Re: Dataflow - Kafka error

Chamikara Jayalath Wed, 31 Mar 2021 13:24:41 -0700

Dataflow multi-language pipelines need Runner v2 so you need to specify the
option "--experiments=use_runner_v2". Please see the example here
<https://github.com/apache/beam/tree/master/sdks/python/apache_beam/examples/kafkataxi>
for an exact command.


On Wed, Mar 31, 2021 at 1:06 PM Maria-Irina Sandu <[email protected]> wrote:

> Thanks all for replying!
> I tried with both 2.27.0 and 2.28.0 and the error was the same. I managed
> to make some progress using the second option proposed by Cham and am now
> getting the following error:
>
>> Traceback (most recent call last):
>> File "predict.py", line 163, in <module>
>> run()
>> File "predict.py", line 159, in run
>> p.run(False).wait_until_finish()
>> File
>> "/Users/msandu/rec_models/predict_workouts/experiment_kafka/env/lib/python3.7/site-packages/apache_beam/pipeline.py",
>> line 559, in run
>> return self.runner.run_pipeline(self, self._options)
>> File
>> "/Users/msandu/rec_models/predict_workouts/experiment_kafka/env/lib/python3.7/site-packages/apache_beam/runners/dataflow/dataflow_runner.py",
>> line 638, in run_pipeline
>> self.dataflow_client.create_job(self.job), self)
>> File
>> "/Users/msandu/rec_models/predict_workouts/experiment_kafka/env/lib/python3.7/site-packages/apache_beam/utils/retry.py",
>> line 260, in wrapper
>> return fun(*args, **kwargs)
>> File
>> "/Users/msandu/rec_models/predict_workouts/experiment_kafka/env/lib/python3.7/site-packages/apache_beam/runners/dataflow/internal/apiclient.py",
>> line 680, in create_job
>> return self.submit_job_description(job)
>> File
>> "/Users/msandu/rec_models/predict_workouts/experiment_kafka/env/lib/python3.7/site-packages/apache_beam/utils/retry.py",
>> line 260, in wrapper
>> return fun(*args, **kwargs)
>> File
>> "/Users/msandu/rec_models/predict_workouts/experiment_kafka/env/lib/python3.7/site-packages/apache_beam/runners/dataflow/internal/apiclient.py",
>> line 747, in submit_job_description
>> response = self._client.projects_locations_jobs.Create(request)
>> File
>> "/Users/msandu/rec_models/predict_workouts/experiment_kafka/env/lib/python3.7/site-packages/apache_beam/runners/dataflow/internal/clients/dataflow/dataflow_v1b3_client.py",
>> line 667, in Create
>> config, request, global_params=global_params)
>> File
>> "/Users/msandu/rec_models/predict_workouts/experiment_kafka/env/lib/python3.7/site-packages/apitools/base/py/base_api.py",
>> line 731, in _RunMethod
>> return self.ProcessHttpResponse(method_config, http_response, request)

## EXERCISE 1
Count the lines of the records that contain the word "plant", and give only that number.
The Kafka error thread above and the records are unrelated material.

## DATA PROVIDED
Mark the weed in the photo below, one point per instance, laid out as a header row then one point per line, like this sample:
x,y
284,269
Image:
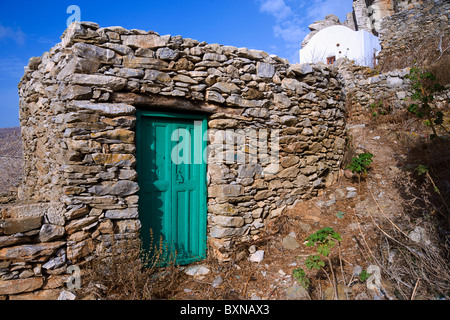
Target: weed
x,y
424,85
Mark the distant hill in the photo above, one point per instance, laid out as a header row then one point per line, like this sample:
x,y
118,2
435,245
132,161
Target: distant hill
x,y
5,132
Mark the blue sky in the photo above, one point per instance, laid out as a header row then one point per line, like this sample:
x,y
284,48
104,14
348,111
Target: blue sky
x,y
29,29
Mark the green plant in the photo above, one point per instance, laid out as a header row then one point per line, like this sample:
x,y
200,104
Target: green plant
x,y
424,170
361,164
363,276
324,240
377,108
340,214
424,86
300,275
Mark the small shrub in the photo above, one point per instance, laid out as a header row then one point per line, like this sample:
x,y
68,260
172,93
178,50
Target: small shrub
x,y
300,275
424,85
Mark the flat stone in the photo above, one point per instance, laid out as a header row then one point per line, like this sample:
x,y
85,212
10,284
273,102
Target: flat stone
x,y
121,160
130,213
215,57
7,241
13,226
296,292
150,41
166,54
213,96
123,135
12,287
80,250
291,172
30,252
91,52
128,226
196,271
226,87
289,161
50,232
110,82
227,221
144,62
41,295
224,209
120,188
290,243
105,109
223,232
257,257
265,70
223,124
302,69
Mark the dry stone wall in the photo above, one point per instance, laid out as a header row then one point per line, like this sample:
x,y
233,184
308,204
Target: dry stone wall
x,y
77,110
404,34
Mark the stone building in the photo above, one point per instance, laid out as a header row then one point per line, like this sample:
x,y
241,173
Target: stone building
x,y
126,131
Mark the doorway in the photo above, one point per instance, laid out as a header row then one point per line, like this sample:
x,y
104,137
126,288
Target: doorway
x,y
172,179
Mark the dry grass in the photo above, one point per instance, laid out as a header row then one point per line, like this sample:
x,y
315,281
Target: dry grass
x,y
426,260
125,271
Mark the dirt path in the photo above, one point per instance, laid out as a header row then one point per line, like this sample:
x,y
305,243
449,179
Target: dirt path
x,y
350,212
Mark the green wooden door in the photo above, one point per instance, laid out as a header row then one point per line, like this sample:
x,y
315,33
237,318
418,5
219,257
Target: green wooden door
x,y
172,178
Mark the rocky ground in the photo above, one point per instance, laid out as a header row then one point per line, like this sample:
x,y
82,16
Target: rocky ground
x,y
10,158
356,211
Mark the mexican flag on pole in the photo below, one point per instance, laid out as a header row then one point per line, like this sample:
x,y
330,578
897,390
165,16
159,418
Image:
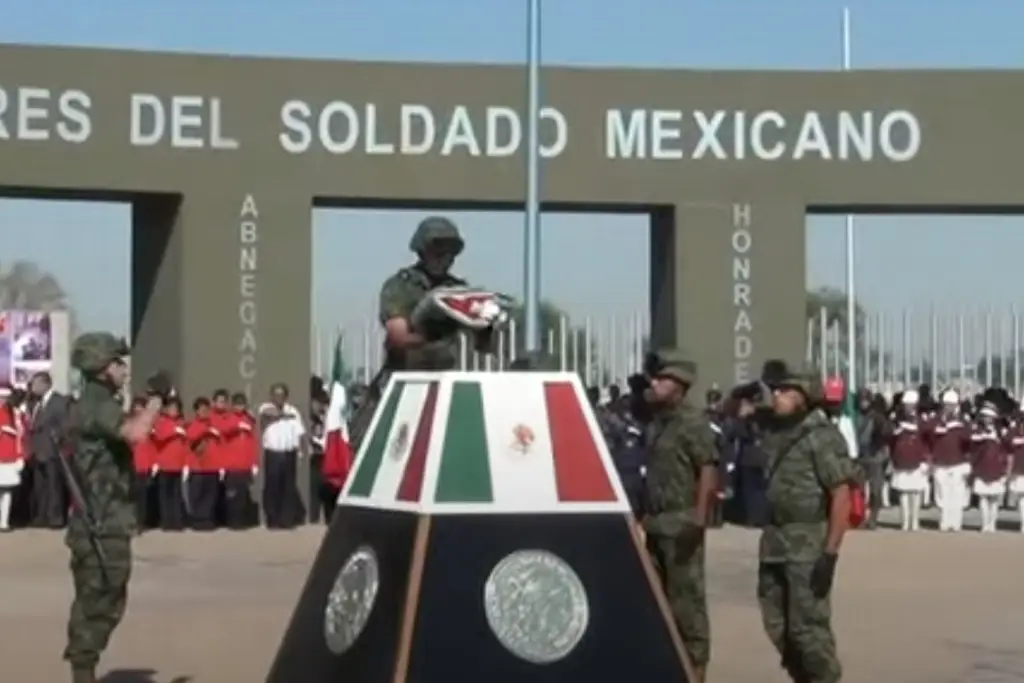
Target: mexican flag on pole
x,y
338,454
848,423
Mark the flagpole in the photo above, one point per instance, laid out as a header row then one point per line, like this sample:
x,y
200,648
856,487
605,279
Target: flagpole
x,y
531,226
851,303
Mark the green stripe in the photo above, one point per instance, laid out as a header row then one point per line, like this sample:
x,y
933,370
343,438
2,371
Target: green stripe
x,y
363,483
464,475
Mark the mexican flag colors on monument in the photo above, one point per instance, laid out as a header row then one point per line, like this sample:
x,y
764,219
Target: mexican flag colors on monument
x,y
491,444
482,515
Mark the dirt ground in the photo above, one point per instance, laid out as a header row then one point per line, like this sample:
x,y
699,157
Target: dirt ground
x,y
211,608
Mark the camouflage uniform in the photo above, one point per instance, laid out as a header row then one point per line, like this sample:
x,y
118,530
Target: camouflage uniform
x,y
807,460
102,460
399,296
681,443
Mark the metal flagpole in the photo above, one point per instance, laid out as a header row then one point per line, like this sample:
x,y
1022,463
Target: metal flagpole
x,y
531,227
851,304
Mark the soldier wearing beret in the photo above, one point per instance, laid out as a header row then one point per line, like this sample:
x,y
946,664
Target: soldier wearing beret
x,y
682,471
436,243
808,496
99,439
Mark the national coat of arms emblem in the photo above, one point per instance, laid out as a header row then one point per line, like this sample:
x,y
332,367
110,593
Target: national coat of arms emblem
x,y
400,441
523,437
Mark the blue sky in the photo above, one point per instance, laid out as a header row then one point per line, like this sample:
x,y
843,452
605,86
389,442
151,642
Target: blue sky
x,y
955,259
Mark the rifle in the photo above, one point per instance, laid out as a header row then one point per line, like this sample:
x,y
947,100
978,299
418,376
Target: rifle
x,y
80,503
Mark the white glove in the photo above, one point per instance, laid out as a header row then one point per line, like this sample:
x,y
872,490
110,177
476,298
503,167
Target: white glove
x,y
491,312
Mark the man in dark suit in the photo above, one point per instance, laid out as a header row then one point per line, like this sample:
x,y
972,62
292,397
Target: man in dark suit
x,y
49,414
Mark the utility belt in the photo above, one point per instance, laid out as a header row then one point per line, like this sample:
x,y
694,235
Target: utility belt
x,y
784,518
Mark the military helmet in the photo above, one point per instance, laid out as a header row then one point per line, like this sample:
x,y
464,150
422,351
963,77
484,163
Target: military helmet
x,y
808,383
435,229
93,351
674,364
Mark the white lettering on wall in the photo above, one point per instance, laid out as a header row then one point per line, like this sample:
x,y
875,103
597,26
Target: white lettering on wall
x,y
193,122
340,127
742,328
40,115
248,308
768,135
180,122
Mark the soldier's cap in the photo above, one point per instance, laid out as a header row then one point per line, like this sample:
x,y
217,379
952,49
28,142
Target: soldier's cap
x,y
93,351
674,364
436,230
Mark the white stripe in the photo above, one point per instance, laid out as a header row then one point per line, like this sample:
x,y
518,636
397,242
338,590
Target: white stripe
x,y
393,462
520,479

---

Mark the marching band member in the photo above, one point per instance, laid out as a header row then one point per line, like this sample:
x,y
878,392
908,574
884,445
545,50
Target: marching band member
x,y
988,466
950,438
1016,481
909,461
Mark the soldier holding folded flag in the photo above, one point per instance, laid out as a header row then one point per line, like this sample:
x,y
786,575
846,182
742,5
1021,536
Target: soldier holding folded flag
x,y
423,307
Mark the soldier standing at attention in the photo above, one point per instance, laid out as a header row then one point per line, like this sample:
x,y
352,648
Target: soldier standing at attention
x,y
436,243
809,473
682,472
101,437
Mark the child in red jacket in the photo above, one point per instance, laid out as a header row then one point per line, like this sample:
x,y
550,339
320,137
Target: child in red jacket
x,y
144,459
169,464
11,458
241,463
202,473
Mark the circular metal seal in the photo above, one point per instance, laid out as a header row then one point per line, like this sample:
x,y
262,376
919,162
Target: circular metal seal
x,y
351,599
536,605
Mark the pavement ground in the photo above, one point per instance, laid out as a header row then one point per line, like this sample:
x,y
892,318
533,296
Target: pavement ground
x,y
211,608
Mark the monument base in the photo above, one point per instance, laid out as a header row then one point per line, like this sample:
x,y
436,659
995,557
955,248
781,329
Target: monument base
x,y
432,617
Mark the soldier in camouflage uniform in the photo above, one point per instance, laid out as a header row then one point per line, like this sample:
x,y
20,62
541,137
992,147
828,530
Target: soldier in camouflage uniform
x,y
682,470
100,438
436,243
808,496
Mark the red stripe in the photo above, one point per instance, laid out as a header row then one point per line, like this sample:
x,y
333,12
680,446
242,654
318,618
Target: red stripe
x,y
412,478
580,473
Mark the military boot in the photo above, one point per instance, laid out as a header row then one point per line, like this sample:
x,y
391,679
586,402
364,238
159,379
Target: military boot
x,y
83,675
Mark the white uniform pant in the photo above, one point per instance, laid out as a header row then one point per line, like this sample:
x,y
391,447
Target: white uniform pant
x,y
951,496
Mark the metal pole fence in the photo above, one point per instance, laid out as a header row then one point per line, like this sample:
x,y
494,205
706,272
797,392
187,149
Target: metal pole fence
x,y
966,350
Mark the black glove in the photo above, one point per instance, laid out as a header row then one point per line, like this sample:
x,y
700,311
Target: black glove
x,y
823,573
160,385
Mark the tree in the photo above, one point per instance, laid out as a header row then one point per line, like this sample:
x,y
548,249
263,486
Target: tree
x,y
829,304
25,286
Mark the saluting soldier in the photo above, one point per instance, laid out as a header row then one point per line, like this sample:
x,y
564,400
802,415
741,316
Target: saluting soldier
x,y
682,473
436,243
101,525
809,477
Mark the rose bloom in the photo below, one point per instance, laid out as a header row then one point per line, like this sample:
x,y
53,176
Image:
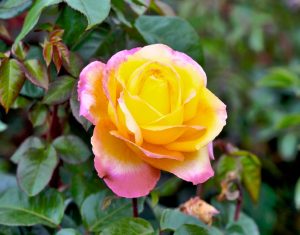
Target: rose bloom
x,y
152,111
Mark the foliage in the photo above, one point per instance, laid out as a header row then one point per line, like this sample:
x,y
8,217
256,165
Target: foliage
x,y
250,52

## EXERCISE 2
From the Kafka error thread, set down the passage starting with "Dataflow multi-language pipelines" and going on through "an exact command.".

## TASK SOLUTION 1
2

## TASK SOLUTION 2
Dataflow multi-language pipelines need Runner v2 so you need to specify the
option "--experiments=use_runner_v2". Please see the example here
<https://github.com/apache/beam/tree/master/sdks/python/apache_beam/examples/kafkataxi>
for an exact command.